→ **Short exercise 1**: List the field labels that introduce entries in the case header below.

State v. Severson

Decision Date03 September 1992
Docket NumberNo. 92-0959-CR,92-0959-CR
Citation171 Wis.2d 348,493 N.W.2d 271
PartiesNOTICE: UNPUBLISHED OPINION. RULE 809.23(3), RULES OF CIVIL PROCEDURE, PROVIDE THAT UNPUBLISHED OPINIONS ARE OF NO PRECEDENTIAL VALUE AND MAY NOT BE CITED EXCEPT IN LIMITED INSTANCES. STATE of Wisconsin, Plaintiff-Respondent, v. William R. SEVERSON, Defendant-Appellant.
CourtWisconsin Court of Appeals

Appeal from a judgment and an order of the circuit court for Dane county: Daniel R. Moeser, Judge. Affirmed.

Circuit Court, Dane County

AFFIRMED.

DYKMAN, Judge.

→ **Provided entries**:
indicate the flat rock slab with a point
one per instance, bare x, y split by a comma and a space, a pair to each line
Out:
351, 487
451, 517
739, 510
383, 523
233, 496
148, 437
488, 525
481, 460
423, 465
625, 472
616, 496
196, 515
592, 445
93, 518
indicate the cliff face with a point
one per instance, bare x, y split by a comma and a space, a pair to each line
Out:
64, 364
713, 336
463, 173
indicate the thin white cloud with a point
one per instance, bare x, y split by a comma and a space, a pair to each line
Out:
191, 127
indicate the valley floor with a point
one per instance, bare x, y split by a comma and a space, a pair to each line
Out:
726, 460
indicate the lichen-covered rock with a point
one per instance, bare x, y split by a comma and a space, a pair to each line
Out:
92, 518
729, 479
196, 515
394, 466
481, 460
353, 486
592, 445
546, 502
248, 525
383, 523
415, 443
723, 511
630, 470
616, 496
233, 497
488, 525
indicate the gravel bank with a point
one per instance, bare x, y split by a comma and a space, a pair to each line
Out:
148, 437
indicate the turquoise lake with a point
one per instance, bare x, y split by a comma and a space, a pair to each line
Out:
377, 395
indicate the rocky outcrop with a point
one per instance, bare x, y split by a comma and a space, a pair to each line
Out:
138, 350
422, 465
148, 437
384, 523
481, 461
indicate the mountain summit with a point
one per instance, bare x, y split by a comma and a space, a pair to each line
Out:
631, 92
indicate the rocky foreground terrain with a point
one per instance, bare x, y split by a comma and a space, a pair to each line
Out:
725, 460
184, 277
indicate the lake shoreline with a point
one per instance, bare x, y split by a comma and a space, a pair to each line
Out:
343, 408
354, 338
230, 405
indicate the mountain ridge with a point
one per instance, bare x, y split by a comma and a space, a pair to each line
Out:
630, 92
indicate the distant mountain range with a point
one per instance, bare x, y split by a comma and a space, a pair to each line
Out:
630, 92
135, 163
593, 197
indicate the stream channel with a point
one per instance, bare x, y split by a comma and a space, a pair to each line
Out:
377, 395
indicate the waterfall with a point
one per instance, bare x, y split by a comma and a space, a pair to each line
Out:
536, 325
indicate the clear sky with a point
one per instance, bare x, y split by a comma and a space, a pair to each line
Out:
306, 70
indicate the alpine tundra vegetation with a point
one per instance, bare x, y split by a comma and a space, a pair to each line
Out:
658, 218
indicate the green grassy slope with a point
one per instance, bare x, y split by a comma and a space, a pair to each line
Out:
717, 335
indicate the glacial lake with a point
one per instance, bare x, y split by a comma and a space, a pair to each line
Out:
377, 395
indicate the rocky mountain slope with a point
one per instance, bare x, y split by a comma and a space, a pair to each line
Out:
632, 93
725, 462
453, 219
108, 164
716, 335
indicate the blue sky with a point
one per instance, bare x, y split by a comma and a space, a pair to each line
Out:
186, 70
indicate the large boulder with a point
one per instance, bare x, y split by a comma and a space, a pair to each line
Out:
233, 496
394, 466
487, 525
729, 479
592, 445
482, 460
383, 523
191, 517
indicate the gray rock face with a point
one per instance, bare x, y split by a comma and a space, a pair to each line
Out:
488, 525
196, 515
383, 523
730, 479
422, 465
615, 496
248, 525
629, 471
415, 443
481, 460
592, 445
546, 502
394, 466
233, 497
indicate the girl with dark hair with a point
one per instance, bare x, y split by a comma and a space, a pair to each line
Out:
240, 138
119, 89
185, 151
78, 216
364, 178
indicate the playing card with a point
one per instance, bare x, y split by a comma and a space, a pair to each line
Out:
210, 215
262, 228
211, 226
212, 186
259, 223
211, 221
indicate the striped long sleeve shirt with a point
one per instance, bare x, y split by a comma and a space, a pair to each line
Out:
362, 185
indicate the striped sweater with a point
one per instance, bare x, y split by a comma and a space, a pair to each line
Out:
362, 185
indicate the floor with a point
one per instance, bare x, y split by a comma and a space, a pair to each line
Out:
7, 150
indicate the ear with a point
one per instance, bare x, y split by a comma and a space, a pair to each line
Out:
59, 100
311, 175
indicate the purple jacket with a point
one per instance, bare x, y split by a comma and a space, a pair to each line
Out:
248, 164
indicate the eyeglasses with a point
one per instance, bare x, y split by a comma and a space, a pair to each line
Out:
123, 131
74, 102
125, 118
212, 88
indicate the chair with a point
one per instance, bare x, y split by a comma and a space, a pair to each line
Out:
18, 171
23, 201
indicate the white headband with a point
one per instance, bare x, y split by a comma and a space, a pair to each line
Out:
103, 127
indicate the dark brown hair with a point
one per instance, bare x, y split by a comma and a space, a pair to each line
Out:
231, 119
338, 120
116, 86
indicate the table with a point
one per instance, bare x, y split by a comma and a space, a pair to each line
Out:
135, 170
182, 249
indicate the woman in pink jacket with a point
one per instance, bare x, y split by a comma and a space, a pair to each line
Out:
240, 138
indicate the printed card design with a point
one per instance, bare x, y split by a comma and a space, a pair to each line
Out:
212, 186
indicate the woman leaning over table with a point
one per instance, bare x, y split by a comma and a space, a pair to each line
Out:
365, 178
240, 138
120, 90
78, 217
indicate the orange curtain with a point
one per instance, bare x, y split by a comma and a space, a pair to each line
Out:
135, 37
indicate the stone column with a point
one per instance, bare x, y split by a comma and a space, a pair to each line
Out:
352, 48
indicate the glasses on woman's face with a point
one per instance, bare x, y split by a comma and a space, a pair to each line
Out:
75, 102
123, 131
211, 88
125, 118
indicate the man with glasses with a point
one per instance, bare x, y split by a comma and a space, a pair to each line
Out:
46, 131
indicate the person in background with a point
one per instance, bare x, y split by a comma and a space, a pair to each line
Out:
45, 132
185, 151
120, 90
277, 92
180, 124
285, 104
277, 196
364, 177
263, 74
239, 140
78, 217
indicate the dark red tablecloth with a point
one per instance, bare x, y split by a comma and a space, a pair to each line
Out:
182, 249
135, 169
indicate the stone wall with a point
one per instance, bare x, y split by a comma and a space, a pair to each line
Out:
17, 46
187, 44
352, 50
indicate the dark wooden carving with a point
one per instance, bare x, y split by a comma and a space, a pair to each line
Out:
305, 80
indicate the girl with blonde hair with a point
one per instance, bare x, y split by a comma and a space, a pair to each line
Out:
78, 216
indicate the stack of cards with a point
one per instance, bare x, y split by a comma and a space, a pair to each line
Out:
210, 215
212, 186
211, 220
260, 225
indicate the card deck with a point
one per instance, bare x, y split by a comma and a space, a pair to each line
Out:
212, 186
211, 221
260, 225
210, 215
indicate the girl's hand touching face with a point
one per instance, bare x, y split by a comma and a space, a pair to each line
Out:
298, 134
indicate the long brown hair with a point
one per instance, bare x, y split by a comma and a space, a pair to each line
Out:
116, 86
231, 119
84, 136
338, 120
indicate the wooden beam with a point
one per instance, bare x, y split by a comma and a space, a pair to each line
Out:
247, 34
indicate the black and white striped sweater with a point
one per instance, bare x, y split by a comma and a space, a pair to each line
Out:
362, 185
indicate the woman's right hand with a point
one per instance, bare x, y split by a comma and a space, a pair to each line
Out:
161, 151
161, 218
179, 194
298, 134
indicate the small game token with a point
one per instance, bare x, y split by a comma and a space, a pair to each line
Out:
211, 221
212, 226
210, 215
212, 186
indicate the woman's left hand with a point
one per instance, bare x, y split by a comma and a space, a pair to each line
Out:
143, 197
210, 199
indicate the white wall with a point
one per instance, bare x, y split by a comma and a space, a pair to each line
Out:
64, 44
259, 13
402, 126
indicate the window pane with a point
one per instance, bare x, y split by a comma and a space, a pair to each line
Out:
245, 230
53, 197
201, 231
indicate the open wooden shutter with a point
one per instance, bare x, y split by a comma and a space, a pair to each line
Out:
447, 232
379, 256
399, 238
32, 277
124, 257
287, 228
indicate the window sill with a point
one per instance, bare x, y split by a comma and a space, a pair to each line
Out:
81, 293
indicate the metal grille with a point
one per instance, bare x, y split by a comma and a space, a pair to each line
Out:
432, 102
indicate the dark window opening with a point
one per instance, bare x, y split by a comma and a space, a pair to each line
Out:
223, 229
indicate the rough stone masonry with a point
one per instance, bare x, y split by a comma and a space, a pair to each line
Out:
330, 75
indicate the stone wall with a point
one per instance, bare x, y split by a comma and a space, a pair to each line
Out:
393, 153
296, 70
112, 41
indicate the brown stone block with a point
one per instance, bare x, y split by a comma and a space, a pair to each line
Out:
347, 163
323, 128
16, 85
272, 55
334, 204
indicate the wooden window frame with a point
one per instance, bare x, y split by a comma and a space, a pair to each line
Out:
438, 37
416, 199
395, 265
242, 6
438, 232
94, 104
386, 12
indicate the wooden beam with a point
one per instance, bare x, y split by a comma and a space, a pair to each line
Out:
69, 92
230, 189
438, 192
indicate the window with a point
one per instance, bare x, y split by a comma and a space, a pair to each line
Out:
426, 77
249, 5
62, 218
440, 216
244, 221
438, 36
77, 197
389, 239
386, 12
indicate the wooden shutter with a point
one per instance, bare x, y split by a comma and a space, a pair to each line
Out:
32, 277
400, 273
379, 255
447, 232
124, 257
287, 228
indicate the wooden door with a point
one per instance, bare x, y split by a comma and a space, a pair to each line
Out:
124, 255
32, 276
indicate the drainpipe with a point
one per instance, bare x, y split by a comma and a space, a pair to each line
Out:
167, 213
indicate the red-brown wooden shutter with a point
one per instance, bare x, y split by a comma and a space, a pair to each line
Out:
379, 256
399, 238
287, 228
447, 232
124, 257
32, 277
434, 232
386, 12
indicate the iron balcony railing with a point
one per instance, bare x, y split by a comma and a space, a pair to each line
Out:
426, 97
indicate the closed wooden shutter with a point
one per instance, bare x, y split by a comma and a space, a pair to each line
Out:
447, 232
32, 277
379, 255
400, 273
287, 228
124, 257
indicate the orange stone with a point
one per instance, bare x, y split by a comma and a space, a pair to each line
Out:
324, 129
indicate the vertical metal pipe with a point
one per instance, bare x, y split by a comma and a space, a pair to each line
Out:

→ **Short exercise 2**: Duplicate the lines of the records from the line holding "indicate the vertical metal pipe with a point" through the final line of the records, inclusive.

→ **Complete answer 1**:
Decision Date
Docket Number
Citation
Parties
Court

→ **Complete answer 2**:
indicate the vertical metal pipe with a point
one per instance, bare x, y split by a comma and a space, a pair to each line
Out:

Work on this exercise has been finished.